**AUFGABE UND ANFORDERUNGEN**
Wandle die Zeilen der Datensätze unten in eine nummerierte Liste um, beginnend mit der Zeile, die "target: scoreboard word out" enthält, und endend mit der Zeile, die "458 128 L 463" enthält, beide eingeschlossen. Leerzeilen lässt du dabei weg.
---------------
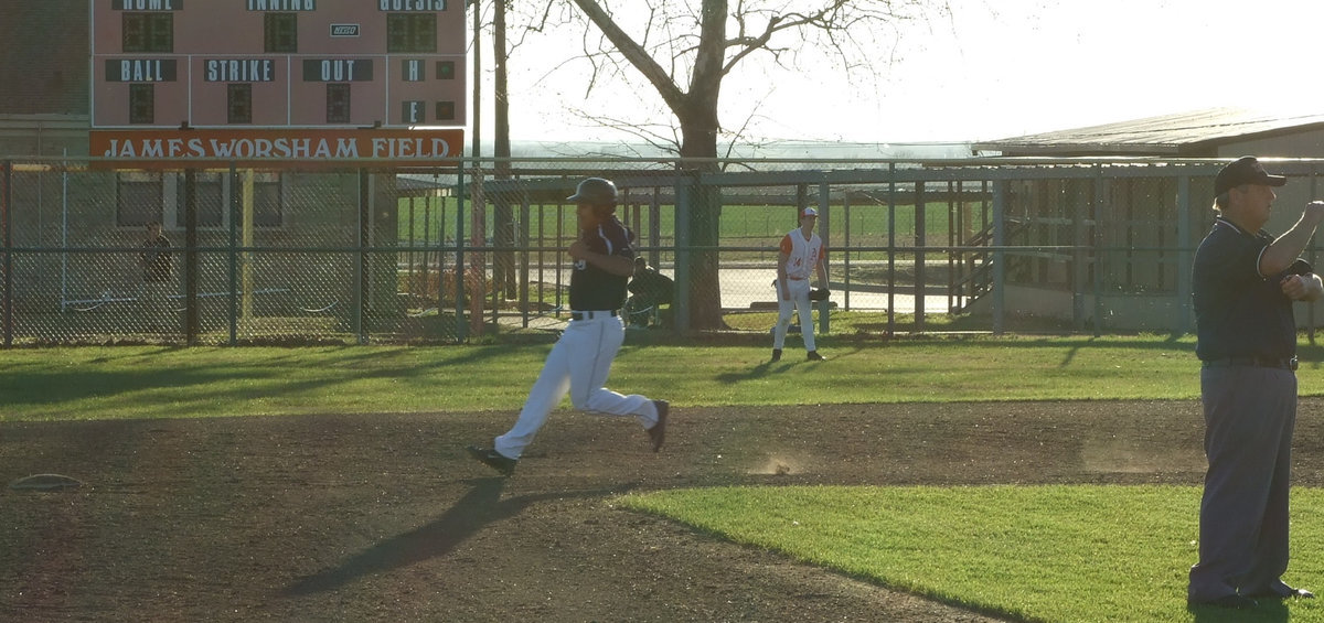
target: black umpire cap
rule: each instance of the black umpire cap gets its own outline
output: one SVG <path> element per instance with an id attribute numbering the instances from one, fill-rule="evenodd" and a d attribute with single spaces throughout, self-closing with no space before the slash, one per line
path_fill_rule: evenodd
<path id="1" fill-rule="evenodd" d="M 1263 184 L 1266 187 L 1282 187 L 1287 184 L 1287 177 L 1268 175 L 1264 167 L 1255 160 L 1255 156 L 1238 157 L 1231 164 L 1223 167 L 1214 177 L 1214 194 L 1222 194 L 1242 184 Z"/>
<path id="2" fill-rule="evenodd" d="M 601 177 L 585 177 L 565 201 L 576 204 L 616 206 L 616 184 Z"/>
---------------
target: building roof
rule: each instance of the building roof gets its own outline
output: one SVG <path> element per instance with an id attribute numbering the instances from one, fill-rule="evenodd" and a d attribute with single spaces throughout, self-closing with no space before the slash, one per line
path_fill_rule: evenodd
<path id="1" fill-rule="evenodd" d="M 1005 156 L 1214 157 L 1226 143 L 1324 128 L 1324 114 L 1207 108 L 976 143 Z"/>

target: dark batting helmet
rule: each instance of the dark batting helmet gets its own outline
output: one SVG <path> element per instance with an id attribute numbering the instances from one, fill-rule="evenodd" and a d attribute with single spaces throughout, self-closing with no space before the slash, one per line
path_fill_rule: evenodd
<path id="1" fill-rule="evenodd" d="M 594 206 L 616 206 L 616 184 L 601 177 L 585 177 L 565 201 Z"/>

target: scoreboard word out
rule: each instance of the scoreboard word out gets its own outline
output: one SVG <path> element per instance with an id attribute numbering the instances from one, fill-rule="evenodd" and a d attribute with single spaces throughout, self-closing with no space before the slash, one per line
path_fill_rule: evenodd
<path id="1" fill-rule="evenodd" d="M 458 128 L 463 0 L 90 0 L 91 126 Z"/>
---------------
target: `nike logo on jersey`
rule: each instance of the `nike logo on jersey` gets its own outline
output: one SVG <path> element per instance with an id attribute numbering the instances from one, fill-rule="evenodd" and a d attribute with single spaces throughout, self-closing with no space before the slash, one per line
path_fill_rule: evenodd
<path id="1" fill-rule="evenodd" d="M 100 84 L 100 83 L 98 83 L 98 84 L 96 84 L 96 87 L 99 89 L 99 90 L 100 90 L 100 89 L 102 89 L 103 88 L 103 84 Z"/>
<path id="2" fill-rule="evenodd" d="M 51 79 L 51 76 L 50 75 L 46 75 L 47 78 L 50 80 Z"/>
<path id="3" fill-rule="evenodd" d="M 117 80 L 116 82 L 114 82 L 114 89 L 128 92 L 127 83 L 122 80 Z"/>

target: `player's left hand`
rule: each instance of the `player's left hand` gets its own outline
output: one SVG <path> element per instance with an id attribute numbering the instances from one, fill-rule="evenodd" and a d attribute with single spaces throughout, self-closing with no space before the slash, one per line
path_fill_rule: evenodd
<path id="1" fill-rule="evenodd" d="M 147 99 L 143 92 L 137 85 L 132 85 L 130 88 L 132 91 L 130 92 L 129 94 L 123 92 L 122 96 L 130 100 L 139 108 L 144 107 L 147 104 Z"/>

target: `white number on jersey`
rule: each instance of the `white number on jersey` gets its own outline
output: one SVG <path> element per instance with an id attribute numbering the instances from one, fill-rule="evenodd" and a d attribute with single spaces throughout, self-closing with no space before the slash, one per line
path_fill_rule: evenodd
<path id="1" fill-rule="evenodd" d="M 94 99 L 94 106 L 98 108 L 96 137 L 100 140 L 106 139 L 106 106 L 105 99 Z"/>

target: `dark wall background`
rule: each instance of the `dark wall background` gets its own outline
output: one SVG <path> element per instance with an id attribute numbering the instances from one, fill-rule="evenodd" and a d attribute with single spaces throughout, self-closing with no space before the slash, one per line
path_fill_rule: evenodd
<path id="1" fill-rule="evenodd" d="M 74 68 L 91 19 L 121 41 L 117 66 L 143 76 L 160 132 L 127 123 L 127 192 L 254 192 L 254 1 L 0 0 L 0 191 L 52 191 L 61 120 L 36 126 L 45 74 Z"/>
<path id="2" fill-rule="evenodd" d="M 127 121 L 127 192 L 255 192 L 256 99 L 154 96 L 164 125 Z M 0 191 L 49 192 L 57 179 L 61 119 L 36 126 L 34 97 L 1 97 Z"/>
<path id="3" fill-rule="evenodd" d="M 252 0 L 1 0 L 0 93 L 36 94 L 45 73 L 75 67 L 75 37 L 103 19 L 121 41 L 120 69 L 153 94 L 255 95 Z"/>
---------------
**VOLLSTÄNDIGE LÖSUNG**
1. target: scoreboard word out
2. rule: each instance of the scoreboard word out gets its own outline
3. output: one SVG <path> element per instance with an id attribute numbering the instances from one, fill-rule="evenodd" and a d attribute with single spaces throughout, self-closing with no space before the slash, one per line
4. path_fill_rule: evenodd
5. <path id="1" fill-rule="evenodd" d="M 458 128 L 463 0 L 90 0 L 91 126 Z"/>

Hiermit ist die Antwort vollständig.